**Exercise data:**

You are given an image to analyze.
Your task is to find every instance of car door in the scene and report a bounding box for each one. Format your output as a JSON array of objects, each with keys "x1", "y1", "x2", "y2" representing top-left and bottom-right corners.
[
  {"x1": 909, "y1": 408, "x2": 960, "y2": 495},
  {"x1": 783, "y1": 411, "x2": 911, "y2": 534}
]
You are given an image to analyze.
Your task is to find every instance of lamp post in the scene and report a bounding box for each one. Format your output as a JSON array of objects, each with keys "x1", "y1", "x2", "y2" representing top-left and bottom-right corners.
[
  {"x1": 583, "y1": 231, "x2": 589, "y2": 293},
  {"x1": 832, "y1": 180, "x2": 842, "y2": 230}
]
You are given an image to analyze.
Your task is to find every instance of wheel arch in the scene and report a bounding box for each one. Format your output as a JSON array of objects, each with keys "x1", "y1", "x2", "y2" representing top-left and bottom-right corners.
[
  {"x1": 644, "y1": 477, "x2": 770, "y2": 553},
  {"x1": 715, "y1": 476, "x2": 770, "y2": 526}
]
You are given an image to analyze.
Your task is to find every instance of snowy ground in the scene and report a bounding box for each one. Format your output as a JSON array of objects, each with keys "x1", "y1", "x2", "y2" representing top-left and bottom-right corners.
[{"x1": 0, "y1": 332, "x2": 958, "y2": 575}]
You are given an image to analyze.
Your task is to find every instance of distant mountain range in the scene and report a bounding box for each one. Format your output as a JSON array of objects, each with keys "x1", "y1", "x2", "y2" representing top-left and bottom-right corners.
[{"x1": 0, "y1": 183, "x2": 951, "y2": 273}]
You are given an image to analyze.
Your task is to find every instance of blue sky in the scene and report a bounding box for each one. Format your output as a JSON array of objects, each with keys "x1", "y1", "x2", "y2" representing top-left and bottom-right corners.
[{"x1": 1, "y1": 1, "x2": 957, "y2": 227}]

**To do:** Quote the entire listing above exactly.

**Exercise answer:**
You are given an image to analyze.
Your task is to find every instance of car door in the scene and report a bounding box for each one. Format your output as a JSON array of objects, each with keys "x1", "y1", "x2", "y2" representing top-left and bottom-right corners.
[
  {"x1": 909, "y1": 408, "x2": 960, "y2": 495},
  {"x1": 783, "y1": 411, "x2": 911, "y2": 534}
]
You are given an image to analyze.
Your task is to find every instance of lamp post in the scene and report a bounding box for each one. Format your output as a JSON array of objects, each with keys "x1", "y1", "x2", "y2" representing top-left and bottom-right corners.
[
  {"x1": 583, "y1": 231, "x2": 589, "y2": 293},
  {"x1": 832, "y1": 180, "x2": 842, "y2": 230}
]
You are given an image to analyze.
Your task is to find every instance of wheel arch in the scene and report a bounding box for each one. Format your output as a JSON array of objects, each with keys "x1", "y1", "x2", "y2" representing top-left and bottom-right corners.
[
  {"x1": 644, "y1": 477, "x2": 770, "y2": 553},
  {"x1": 715, "y1": 476, "x2": 770, "y2": 526}
]
You are given an image to analyze.
Your task is to find every instance of snowy ground in the scene and report a bounding box for each one. Format your output as a JSON array of objects, each with keys "x1", "y1", "x2", "y2" representing top-left and bottom-right corners.
[{"x1": 0, "y1": 332, "x2": 958, "y2": 575}]
You are given an image to analyze.
Your task is to find every instance of distant mountain range in the scene and report a bounding box for each one. Format your output as a JSON array of objects, each with keys "x1", "y1", "x2", "y2" representing top-left and bottom-right corners.
[{"x1": 0, "y1": 183, "x2": 951, "y2": 273}]
You are given an image to analyze.
Your task is to find every instance of blue sky in the scene and report a bounding box for each one. Format your output as a JSON array of objects, each with keys "x1", "y1", "x2", "y2" representing top-left and bottom-right corners.
[{"x1": 1, "y1": 1, "x2": 957, "y2": 227}]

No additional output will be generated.